**LAVORO RICHIESTO**
A) Rispondi a queste domande sul brano relativo alla seduta di Livorno:
(i) Da quanti cittadini doveva essere formata la deputazione da mandare a Firenze?
(ii) A chi fu affidato il comando della forza armata?
(iii) Che cosa proclamò il narratore all'apertura della seduta?
B) Elenca le quattro richieste a cui, nel brano sulla seduta di Livorno, furono ridotte le domande intemperanti.
C) Porta avanti il brano sulla seduta di Livorno, riprendendo subito dopo l'ultima frase riportata.

**SEGMENTO DEL DOCUMENTO**
A questa gente non tornava conto la pace; usa a pescare nel torbido,
voleva permanente la tempesta e la provocava. — Due cose erano da
farsi, e presto: dare animo alle menti sbigottite di manifestare voto
solenne di volere stare congiunte alla famiglia toscana e rifuggire da
ogni mutamento politico; togliere al Torres la male usurpata autorità:
così veniva a spuntarsi la speranza alla turba del Torres di sopraffare
la maggioranza dei cittadini con violenti partiti. Aperta la seduta,
io incominciai, e lo ricordano tutti, proclamando _essere intenzione
universale, starci uniti alla Toscana e al Principe Costituzionale_,
imperciocchè volere diversamente sarebbe stato non pure _empio_, ma
_assurdo_. Unanime consenso approvò la proposta, e i pochissimi che
sentivano diversamente ebbero a tacere. Poi trapassando a discutere
intorno alle cose necessarie per ricondurre stabilmente la pace nella
città, furono con buone ragioni respinte le intemperanti richieste
e ridotte a queste quattro: 1º Oblio per tutti, e di tutto. 2º
Cambiamento dello Stato-maggiore e dei primi Capitani della Civica.
3º Organizzazione e armamento della Riserva. 4º Revoca dei poteri
eccezionali. E finalmente fu deliberato una Deputazione di 20 Cittadini
si recasse a Firenze a esporre le domande dei Livornesi al Ministero;
un'altra di 12 governasse provvisoriamente la città: il comando della
forza armata si confidasse all'ufficiale Ghilardi giunto in Livorno in
quella stessa mattina.
Prima di proseguire nella narrativa, giovi trattenermi un momento
su quelle operazioni. I due fini erano conseguíti; impedire sommosse
repubblicane e violenze, remuovere il comando delle armi dal Torres.

**ESTRATTO DELLA FONTE**
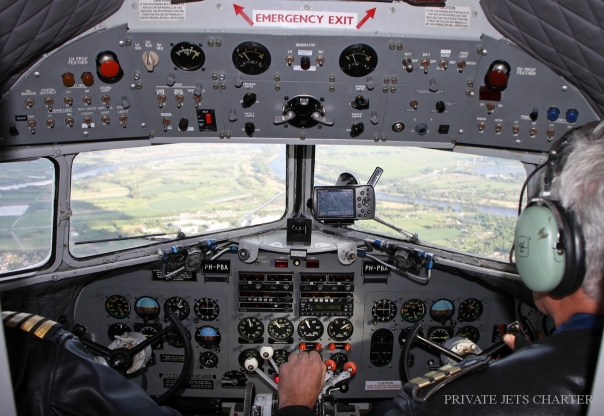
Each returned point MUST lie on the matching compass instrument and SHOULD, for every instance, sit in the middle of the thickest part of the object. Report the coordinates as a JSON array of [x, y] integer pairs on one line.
[[251, 58], [187, 56]]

**RISPOSTE**
A)
(i) Da 20 cittadini.
(ii) All'ufficiale Ghilardi, giunto in Livorno quella stessa mattina.
(iii) Proclamò che era intenzione universale restare uniti alla Toscana e al Principe Costituzionale.

B)
1. Oblio per tutti, e di tutto.
2. Cambiamento dello Stato-maggiore e dei primi Capitani della Civica.
3. Organizzazione e armamento della Riserva.
4. Revoca dei poteri eccezionali.

C)
— E qui importa sapere, che il Ghilardi, come soldato agli stipendii
toscani, e spedito dal Ministero Ridolfi con una colonna dei nostri
alla guerra lombarda, inspirava fiducia. Le domande dei Livornesi non
parevano esorbitanti, considerati i tempi, e paragonate con quelle
di cui si fecero portatori nei giorni decorsi, in meno difficili
congiunture, il Deputato Malenchini e il Prete Zacchi, e che pure il
Ministero aveva promesso esaudire.[79] L'organizzazione e l'armamento
della Riserva fu concertato per questo motivo: impossibile appariva
levare le armi al Popolo; tanto era strappare i denti al leone! E le
armi indisciplinate atterrivano; col partito proposto incominciava
ad operarsi lo scevramento fra Popolo e plebe, piaga vergognosa di
ordinata città; e amicato il primo, poteva ricorrersi alla forza per
disarmare la seconda; le armi composte in mano al Popolo cessavano
apparire pericolose; nei regolamenti erami avviso determinare per pena
ai falli di disciplina la perdita temporaria o perpetua delle armi;
pel quale ordinamento ne veniva di due cose l'una: o il Popolo si
disciplinava, e meglio che mai; o non si disciplinava, e perdeva le
armi. Nè mi sembrava impossibile riuscire a questo, perchè costringere
la universalità a rispettare il comando, massime in tempi torbidi, è
arduo, ma agire partitamente sopra i singoli diventa agevole. L'Atto
di Accusa, nel § VI, riporta certe espressioni di un Manifesto che
nel 25 settembre m'indirizzarono i cittadini: «È incontrastabile,
che voi avete diritto alla riconoscenza dei Livornesi, _ed è pure
incontrastabile che con la vostra influenza ne potete dirigere
ogni movimento_; compite dunque l'opera, e fate deporre le armi.»
Ahimè! In mano dell'Accusa le fronde di alloro diventano cipresso;
non dubitate, no, che cotesto elogio ella saprà bene convertire in
ronciglio, e ne trarrà la benevola conseguenza, che a senso dei miei
stessi concittadini potendo io dirigere a mia posta ogni moto del
Popolo, segno è certo che tutto quanto successe di reprensibile fu
da me provocato, o da me non impedito; e stringendo in brevi termini,
fui _complice_ o _impotente_, però adesso non per _peccato originale_,
ma per volontà![80] — O miei concittadini, il fato vuole che voi mi
abbiate a nuocere e quando mi lodate e quando mi redarguite! E sì che
l'Accusa doveva sapere che lo elogio non corrisponde quasi mai alla
_vera verità_; che difficile è sempre potere ciò che si vuole, e che la
fortuna del favore popolare
è color d'erba,
Che viene e va, e quei la discolora
Per cui ell'esce della terra acerba.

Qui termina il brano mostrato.